Nebevi Aile – Halime Yılmaz / 2020 Eylül / 94. Sayı
“…Erkek, kız gibi değildir…”[1]
Dünyada kemale ermiş eşsiz kadınlardan biri olan Hz. Meryem’in annesi Hanne, onu doğurduğunda Rabbi onun ne doğurduğunu ondan daha iyi bildiği halde dilinden bu sözler dökülerek biricik kızını Allah’a adamıştı.
Bu kısa cümle, karnındayken erkek çocuğu doğuracağını zannederek onu, Rabbinin hizmetine bağışlayan Hanne’nin ağzından çıkan o güne has birkaç kelimeden ibaret değildi. Zira kıyamete kadar geçerli ve her dönem insanının ihtiyaçlarına cevap verebilecek kadar mükemmel donanıma sahip olan Allah’ın gönderdiği son kitapta, bu kısa ve oldukça manidar cümle, yerini alacaktı.
Ayrıca erkeklerin kadınlara, kadınların da erkeklere benzemesinin lanetlenmeye sebep olan büyük bir günah kılındığı bir dinde, bu cümlenin anlamı daha da değerini artırmaktaydı.

▶ [İstenen İş] Hanne'nin “Erkek, kız gibi değildir” sözünü ele alan yazıyı son cümlesinden sonra sürdürünüz.

▶ [Kayıtlı Veriler]
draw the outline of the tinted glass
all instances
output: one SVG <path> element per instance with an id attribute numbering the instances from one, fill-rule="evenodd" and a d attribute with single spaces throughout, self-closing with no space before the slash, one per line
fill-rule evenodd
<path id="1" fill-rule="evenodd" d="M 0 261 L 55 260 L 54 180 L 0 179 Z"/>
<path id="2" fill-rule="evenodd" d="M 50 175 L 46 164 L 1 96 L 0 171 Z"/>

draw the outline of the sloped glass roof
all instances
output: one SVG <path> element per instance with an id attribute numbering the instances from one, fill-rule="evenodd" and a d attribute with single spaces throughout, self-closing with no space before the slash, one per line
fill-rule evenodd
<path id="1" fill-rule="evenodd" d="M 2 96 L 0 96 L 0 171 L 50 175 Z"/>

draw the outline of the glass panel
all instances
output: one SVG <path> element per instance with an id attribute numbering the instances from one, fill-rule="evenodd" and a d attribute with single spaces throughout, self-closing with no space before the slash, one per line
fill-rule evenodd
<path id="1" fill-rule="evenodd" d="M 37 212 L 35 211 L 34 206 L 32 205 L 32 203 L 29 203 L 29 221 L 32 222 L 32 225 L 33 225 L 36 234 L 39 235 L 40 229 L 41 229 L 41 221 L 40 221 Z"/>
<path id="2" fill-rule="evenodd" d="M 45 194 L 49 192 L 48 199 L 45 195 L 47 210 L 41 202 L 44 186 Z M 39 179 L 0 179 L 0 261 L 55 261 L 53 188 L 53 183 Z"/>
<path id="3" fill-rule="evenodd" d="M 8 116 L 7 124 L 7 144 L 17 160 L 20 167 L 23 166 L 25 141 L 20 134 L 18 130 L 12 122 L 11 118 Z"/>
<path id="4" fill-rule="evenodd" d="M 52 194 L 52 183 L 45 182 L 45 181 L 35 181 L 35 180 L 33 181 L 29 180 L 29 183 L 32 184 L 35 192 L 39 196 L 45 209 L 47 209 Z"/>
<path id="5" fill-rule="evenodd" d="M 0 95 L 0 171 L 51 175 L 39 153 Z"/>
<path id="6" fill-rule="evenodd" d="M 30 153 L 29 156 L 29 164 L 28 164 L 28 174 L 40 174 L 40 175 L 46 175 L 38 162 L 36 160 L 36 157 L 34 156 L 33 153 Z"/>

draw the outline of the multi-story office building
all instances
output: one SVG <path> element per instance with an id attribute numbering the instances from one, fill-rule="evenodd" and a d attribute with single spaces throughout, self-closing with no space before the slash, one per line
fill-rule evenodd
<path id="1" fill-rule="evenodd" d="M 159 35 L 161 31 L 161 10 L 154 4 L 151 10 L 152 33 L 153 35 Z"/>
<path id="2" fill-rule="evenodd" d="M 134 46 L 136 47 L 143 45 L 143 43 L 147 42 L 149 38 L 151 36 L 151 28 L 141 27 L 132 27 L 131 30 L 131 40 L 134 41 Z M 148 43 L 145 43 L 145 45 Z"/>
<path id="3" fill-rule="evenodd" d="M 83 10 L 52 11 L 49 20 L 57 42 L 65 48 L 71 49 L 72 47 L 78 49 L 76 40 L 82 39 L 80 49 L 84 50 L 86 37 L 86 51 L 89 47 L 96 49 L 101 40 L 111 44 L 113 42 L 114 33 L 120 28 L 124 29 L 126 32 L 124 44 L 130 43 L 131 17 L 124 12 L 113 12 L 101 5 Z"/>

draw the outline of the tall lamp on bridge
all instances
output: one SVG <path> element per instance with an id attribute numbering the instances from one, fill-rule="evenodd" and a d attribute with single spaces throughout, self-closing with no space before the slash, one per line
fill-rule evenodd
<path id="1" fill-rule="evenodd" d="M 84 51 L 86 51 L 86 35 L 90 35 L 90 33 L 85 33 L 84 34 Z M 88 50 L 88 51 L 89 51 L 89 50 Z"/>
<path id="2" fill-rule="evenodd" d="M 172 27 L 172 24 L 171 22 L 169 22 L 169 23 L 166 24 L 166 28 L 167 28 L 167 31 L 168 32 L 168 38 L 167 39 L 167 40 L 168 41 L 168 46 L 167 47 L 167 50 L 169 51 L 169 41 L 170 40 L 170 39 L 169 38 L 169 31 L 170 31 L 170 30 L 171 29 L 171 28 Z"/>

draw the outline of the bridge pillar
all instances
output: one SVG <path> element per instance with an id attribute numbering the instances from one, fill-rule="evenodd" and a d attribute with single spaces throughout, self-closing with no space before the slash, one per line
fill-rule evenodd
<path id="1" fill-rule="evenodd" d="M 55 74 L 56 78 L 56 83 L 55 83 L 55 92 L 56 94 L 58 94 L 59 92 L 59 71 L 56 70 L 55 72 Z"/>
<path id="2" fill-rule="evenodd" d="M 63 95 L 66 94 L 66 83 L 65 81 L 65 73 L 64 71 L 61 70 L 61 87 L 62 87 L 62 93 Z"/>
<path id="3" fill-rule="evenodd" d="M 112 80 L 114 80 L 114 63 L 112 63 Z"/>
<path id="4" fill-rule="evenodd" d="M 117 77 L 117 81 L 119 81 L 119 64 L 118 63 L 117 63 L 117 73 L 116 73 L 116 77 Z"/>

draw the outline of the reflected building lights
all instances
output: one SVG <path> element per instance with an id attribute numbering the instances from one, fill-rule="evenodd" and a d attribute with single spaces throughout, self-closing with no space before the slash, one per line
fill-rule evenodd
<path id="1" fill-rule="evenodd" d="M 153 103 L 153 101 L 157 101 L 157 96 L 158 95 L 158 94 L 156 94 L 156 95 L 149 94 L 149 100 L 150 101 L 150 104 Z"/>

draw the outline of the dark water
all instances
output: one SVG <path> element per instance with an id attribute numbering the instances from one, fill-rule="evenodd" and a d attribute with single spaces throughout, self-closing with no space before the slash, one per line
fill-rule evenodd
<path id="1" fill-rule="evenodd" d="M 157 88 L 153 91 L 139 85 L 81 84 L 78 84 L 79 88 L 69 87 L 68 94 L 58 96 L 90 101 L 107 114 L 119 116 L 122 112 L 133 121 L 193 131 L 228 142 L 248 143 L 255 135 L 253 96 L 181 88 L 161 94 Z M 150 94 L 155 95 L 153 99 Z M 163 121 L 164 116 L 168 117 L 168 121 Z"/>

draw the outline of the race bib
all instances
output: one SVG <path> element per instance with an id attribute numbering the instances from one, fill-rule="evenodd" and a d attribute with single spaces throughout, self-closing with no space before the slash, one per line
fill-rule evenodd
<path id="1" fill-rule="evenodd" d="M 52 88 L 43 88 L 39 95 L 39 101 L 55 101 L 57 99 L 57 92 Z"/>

▶ [Aşağıdaki Sonuç]
Tevhidin son durağı olan İslam’ da erkek ve kadının; fıtratları, sorumlulukları, güç alanları, bakış açıları, hatta beyinde kullandıkları lob farklılıkları, onları birbirinden ayırmak ve birbirine eş kılmak için birçok vesile ile dile getirilmektedir. Zira insan ancak, fıtratına uygun hareket ettiğinde ve fıtratına göre muamele gördüğünde doğru yolu bulabilir ve mutluluğu yakalayabilir. Erkek kız gibi, kız da erkek gibi değildir. Olmamalıdır da… Eğer cinsiyet ve görev rolleri değişmeye başlarsa, orada fıtrat fesada, âdemoğlu nesli de kesata uğrar. Tıpkı “cinsiyetsizliğin” müdafaa edilmeye başlandığı ve neslin helake doğru sürüklenmeye çalışıldığı günümüzde olduğu gibi. Diğer yandan aile içinde kadın ve erkeklerin, birbirinin rolüne bürünmeleri ve bununla övünmelerinin normalleştiği ve bunun sebep olduğu aile içi çatışmalar ortamında, eşlerin birbirini daha iyi tanımaları adına bu yazının bir farkındalık oluşturacağına inanıyor ve bunu arzu ediyorum.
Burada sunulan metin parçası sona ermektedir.